- [PASSAGE SHOWN]

_ _ _ _ _ _ _

Jan Felix Knobel (born 16 January 1989 in Bad Homburg vor der Höhe) is a retired German decathlete.

He finished fifth at the 2005 World Youth Championships. At the 2008 World Junior Championships in Bydgoszcz he won the title with 7896 points in the decathlon. The final margin of victory over Belarusian Eduard Mikhan was only two points.

At the German Championships in 2009, Knobel took part in the senior class, although he would have been eligible to start in the juniors, and secured the victory with 7738 points.

Knobel's personal best is 8288 points, which he reached the end of May 2011 at the 2011 Hypo-Meeting in Götzis. Shortly after, he started as a co-favorite at the 2011 European U23 Championships in Ostrava. After a fall in the 110-meter hurdles he had to bury all medal hopes. Even the final 1500-meter race, he did not finish and ended up with 6774 points in 19th place.

_ _ _ _ _ _ _

- [ENTRIES]

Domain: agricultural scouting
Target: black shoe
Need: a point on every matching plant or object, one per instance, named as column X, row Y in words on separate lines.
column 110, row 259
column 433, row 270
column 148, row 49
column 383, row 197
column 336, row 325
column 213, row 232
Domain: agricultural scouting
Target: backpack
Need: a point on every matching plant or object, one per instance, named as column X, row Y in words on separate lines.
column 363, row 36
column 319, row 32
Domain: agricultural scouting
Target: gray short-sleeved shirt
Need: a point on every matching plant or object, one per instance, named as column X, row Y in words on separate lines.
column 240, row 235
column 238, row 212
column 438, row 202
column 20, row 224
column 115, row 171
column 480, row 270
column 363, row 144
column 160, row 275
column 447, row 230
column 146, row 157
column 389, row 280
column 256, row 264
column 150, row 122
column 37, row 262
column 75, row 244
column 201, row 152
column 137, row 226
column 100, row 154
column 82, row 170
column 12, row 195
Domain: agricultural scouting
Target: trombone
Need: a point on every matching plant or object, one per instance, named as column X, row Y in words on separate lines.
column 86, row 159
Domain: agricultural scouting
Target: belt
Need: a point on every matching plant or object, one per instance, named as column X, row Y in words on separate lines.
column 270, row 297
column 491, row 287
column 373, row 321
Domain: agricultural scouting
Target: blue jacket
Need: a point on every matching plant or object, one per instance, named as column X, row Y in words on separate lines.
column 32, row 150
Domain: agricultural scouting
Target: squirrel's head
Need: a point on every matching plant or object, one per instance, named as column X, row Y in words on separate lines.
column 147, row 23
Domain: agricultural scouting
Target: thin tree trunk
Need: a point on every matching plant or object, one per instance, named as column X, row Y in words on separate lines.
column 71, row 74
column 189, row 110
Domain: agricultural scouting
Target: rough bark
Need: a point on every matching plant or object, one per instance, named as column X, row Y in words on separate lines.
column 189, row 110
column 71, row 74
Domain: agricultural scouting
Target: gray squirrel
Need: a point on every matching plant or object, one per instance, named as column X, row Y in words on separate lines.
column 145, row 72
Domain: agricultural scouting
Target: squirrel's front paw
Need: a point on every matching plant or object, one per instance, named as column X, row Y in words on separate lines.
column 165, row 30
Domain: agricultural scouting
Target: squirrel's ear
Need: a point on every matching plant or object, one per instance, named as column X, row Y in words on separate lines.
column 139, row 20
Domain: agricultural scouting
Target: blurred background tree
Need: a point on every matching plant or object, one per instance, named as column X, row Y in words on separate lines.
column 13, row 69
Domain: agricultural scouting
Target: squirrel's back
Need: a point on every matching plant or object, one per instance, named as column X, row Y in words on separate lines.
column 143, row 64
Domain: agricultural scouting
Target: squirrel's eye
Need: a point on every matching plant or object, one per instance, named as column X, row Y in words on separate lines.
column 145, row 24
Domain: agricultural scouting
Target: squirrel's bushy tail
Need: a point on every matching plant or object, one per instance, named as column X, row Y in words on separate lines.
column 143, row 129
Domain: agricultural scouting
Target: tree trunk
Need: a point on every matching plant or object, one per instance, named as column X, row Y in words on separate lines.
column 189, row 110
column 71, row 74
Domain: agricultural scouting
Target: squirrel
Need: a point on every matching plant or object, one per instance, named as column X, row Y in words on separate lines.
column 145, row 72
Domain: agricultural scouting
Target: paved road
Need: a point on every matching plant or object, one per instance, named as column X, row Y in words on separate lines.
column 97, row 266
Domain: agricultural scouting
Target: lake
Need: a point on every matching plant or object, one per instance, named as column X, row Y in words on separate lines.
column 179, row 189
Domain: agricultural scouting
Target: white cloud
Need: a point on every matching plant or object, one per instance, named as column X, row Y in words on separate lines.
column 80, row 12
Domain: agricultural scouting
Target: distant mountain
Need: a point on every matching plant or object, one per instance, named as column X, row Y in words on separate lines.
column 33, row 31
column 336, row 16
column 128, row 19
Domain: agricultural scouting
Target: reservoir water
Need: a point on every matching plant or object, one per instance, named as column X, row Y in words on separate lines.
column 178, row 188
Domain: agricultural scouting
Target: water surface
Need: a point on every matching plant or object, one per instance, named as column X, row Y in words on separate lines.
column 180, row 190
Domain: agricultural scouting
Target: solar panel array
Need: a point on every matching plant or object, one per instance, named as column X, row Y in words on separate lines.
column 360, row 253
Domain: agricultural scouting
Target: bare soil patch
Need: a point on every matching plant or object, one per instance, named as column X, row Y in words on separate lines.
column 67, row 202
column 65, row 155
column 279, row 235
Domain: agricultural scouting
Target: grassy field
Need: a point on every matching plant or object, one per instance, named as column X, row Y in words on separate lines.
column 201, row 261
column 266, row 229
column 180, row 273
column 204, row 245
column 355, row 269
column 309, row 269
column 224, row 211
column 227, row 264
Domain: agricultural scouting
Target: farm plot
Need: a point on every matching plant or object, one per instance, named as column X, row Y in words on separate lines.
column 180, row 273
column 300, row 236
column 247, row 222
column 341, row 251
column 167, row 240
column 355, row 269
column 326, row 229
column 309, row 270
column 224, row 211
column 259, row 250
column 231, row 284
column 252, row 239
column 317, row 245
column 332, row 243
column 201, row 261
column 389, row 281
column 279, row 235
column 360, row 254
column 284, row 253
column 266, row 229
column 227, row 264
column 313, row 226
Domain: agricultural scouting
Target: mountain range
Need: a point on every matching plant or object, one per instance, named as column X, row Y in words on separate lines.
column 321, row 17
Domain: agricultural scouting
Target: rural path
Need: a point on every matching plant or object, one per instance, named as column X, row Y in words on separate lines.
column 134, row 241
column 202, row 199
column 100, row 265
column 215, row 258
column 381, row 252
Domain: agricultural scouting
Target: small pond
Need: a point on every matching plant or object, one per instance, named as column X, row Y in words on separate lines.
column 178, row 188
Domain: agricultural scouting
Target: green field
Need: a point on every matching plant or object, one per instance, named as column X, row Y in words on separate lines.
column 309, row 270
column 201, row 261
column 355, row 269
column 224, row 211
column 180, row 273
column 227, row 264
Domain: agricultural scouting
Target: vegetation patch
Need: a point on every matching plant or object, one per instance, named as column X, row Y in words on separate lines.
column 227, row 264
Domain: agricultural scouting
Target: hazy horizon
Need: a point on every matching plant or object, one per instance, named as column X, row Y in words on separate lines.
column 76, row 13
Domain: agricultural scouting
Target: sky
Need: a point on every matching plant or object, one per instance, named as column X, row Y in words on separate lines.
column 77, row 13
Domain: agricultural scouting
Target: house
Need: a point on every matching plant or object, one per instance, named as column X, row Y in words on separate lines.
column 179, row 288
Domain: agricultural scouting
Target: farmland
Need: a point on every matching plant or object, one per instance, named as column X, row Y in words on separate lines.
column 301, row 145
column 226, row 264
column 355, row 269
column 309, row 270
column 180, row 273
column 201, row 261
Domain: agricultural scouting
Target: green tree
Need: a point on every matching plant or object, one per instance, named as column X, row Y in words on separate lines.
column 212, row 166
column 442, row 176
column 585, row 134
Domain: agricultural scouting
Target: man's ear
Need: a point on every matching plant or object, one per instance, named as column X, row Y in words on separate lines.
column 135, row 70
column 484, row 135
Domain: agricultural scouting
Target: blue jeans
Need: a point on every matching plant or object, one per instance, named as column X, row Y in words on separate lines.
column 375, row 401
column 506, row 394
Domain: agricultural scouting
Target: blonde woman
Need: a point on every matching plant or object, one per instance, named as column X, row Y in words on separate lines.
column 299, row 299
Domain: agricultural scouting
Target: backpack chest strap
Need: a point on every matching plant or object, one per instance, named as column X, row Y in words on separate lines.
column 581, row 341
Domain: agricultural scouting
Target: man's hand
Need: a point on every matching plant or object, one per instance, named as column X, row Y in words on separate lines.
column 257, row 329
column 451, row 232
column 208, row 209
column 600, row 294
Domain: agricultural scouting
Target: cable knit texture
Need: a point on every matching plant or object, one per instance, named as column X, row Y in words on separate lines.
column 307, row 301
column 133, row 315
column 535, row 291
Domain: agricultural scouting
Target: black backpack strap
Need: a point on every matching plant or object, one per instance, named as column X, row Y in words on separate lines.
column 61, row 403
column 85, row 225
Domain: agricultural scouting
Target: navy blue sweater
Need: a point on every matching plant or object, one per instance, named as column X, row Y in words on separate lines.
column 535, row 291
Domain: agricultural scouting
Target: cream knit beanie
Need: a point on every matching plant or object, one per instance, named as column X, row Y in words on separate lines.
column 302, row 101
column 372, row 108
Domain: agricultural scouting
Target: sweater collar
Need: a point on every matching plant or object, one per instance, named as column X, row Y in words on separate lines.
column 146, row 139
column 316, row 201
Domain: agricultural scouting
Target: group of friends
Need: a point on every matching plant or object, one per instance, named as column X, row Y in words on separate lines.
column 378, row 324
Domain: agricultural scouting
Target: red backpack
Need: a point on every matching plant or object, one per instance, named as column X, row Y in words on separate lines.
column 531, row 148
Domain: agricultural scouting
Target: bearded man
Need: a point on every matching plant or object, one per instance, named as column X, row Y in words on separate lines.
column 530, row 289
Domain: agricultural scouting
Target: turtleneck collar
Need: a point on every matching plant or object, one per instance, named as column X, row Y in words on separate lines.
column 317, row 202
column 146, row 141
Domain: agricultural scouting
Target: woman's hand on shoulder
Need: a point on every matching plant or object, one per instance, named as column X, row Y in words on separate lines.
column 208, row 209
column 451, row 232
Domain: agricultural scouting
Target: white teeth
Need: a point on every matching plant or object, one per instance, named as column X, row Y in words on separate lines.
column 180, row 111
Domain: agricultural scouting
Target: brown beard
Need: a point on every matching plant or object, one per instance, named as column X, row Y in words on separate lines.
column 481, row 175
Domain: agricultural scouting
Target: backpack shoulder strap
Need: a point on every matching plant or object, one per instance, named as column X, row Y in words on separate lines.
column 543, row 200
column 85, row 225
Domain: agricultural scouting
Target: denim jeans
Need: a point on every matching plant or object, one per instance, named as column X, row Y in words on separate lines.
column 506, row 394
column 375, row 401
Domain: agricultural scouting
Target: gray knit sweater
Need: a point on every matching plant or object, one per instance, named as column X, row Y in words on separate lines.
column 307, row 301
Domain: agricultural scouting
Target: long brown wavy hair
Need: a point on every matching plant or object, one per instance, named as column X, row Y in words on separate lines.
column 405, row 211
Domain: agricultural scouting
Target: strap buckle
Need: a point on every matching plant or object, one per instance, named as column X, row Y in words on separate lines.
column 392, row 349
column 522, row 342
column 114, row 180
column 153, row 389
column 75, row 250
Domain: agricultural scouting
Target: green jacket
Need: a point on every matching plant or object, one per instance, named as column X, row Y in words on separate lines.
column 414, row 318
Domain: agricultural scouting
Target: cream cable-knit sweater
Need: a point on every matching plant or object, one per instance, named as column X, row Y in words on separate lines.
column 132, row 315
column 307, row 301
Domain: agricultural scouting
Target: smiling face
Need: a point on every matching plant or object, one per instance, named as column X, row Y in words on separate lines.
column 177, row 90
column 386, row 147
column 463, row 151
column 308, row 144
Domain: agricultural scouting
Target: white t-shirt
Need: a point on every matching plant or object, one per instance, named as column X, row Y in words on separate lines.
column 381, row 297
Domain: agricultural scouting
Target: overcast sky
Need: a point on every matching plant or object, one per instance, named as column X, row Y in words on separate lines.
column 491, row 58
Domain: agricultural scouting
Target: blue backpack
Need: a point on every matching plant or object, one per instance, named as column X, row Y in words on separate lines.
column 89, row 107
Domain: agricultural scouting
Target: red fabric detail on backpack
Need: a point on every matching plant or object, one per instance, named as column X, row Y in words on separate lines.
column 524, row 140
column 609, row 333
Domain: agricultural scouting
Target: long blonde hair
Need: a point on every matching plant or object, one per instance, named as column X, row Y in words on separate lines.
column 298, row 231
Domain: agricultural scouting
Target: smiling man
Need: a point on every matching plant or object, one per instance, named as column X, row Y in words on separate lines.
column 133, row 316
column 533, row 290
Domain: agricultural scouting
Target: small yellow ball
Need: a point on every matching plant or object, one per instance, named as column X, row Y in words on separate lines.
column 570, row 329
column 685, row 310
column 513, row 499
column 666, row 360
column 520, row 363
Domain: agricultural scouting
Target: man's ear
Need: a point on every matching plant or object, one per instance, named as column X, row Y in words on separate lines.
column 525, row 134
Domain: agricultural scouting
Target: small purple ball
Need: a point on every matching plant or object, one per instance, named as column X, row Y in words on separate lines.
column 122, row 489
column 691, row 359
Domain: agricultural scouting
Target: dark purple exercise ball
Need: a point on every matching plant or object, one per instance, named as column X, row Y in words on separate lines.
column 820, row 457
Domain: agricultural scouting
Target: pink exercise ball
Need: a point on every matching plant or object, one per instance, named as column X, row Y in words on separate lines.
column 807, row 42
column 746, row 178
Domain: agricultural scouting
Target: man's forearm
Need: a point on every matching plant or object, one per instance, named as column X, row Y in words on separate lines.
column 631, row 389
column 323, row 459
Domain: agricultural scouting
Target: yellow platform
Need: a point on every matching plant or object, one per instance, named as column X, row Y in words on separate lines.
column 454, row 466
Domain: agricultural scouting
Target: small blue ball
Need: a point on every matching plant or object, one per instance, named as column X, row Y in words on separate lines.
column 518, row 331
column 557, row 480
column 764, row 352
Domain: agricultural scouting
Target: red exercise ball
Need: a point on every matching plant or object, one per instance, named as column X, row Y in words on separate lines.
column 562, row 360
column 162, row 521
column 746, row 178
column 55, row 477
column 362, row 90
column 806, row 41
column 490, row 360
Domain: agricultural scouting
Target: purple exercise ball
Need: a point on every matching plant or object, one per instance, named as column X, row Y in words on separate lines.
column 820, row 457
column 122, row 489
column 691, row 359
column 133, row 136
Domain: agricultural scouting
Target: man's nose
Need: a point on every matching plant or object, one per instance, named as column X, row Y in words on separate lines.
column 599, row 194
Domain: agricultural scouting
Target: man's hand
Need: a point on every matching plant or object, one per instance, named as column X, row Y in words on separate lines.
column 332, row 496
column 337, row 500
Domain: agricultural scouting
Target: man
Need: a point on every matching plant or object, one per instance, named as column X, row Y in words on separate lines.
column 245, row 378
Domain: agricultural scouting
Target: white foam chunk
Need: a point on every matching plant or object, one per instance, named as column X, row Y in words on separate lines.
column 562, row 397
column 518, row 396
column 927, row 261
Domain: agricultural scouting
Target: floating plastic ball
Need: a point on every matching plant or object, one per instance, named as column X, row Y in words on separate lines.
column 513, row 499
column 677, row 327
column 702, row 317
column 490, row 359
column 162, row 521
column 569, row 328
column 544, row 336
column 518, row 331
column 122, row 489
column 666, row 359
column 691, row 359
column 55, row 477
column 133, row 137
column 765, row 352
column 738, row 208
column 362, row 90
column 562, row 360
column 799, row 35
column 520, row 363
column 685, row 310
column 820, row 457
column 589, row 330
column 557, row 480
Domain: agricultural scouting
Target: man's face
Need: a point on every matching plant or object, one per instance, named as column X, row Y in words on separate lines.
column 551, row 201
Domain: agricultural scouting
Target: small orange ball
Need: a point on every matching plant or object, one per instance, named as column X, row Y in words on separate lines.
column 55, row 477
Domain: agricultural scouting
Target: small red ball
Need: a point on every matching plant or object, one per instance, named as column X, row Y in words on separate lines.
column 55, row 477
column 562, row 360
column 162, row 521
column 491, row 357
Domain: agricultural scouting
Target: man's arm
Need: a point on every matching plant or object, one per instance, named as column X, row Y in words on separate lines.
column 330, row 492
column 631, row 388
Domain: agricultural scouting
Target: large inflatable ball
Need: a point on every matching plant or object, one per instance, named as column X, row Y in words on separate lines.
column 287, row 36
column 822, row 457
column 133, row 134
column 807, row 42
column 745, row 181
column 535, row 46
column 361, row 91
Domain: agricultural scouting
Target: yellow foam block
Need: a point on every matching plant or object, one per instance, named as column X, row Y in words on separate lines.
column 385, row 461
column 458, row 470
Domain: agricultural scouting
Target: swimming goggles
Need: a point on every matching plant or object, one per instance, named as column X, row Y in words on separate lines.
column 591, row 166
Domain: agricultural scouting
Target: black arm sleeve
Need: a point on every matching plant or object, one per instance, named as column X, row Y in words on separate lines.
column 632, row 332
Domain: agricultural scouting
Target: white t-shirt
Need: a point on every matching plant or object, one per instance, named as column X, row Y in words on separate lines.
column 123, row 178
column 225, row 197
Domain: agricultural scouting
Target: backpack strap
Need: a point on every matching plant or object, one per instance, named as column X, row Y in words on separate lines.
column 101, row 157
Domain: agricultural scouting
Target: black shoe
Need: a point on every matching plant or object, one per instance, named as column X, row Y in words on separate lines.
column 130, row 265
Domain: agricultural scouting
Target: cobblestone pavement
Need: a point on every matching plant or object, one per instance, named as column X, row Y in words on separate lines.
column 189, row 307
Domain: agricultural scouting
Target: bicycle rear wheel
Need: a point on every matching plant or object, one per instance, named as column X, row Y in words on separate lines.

_ _ _ _ _ _ _

- [AIM 1] From the passage on Knobel, list every decathlon point total credited to him. Leave out the margin of victory.
- [AIM 2] Repeat word for word the stretch of the passage on Knobel from "He finished fifth" through "only two points.".
- [AIM 3] Condense the paragraph of the passage on Knobel that begins "Knobel's personal best is" into a short bulleted list that keeps its main facts.

- [WRITTEN REPLY 1]
7896 points (2008 World Junior Championships, Bydgoszcz)
7738 points (2009 German Championships)
8288 points (personal best, 2011 Hypo-Meeting, Götzis)
6774 points (2011 European U23 Championships, Ostrava)

- [WRITTEN REPLY 2]
He finished fifth at the 2005 World Youth Championships. At the 2008 World Junior Championships in Bydgoszcz he won the title with 7896 points in the decathlon. The final margin of victory over Belarusian Eduard Mikhan was only two points.

- [WRITTEN REPLY 3]
- Personal best: 8288 points, set at the end of May 2011 at the Hypo-Meeting in Götzis.
- Started the 2011 European U23 Championships in Ostrava as a co-favorite shortly afterward.
- Fell in the 110-meter hurdles, which ended his medal hopes.
- Did not finish the closing 1500-meter race.
- Placed 19th with 6774 points.